Requirement | Retype the tail of the data exactly, starting at the line containing "Target: shirt collar" and stopping at the last line.

##### Dataset content #####

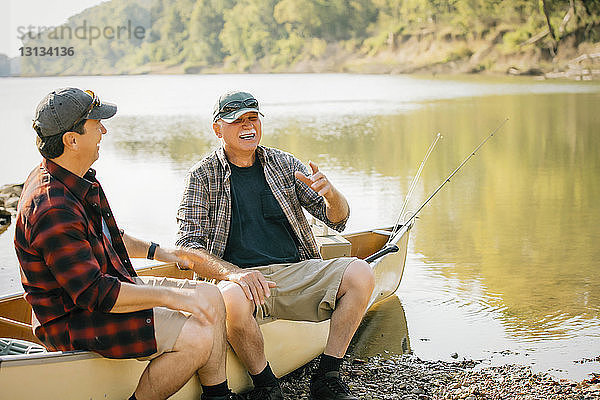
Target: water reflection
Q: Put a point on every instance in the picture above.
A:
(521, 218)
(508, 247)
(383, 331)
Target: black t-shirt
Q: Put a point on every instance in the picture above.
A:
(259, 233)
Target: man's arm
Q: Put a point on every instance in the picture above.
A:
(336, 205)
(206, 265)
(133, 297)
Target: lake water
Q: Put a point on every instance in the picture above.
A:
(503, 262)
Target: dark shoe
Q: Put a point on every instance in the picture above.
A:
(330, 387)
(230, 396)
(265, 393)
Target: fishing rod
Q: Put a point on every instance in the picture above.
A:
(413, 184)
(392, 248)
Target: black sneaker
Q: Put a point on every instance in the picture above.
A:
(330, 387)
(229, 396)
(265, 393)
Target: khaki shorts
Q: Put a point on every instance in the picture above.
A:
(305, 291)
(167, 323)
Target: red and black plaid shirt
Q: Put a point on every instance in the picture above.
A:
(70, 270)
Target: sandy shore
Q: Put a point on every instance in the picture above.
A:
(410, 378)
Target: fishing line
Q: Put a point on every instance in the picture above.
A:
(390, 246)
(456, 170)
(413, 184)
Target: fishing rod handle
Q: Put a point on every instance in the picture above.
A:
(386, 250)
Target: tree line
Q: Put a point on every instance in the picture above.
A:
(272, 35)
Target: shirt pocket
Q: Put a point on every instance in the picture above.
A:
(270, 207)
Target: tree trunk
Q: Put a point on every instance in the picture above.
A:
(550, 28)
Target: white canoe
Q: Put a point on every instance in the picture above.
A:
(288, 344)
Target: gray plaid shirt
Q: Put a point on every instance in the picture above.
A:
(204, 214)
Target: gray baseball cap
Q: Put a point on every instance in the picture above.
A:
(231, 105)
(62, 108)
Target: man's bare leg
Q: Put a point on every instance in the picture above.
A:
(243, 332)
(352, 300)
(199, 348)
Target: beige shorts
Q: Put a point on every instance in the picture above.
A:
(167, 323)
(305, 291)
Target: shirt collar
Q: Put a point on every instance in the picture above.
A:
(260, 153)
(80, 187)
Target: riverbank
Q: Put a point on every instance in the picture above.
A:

#####

Result for this exercise |
Target: shirt collar
Q: Put a point on every instance in the picture above.
A:
(260, 153)
(80, 187)
Target: riverbank
Q: Put a point on every instance in the picture above.
A:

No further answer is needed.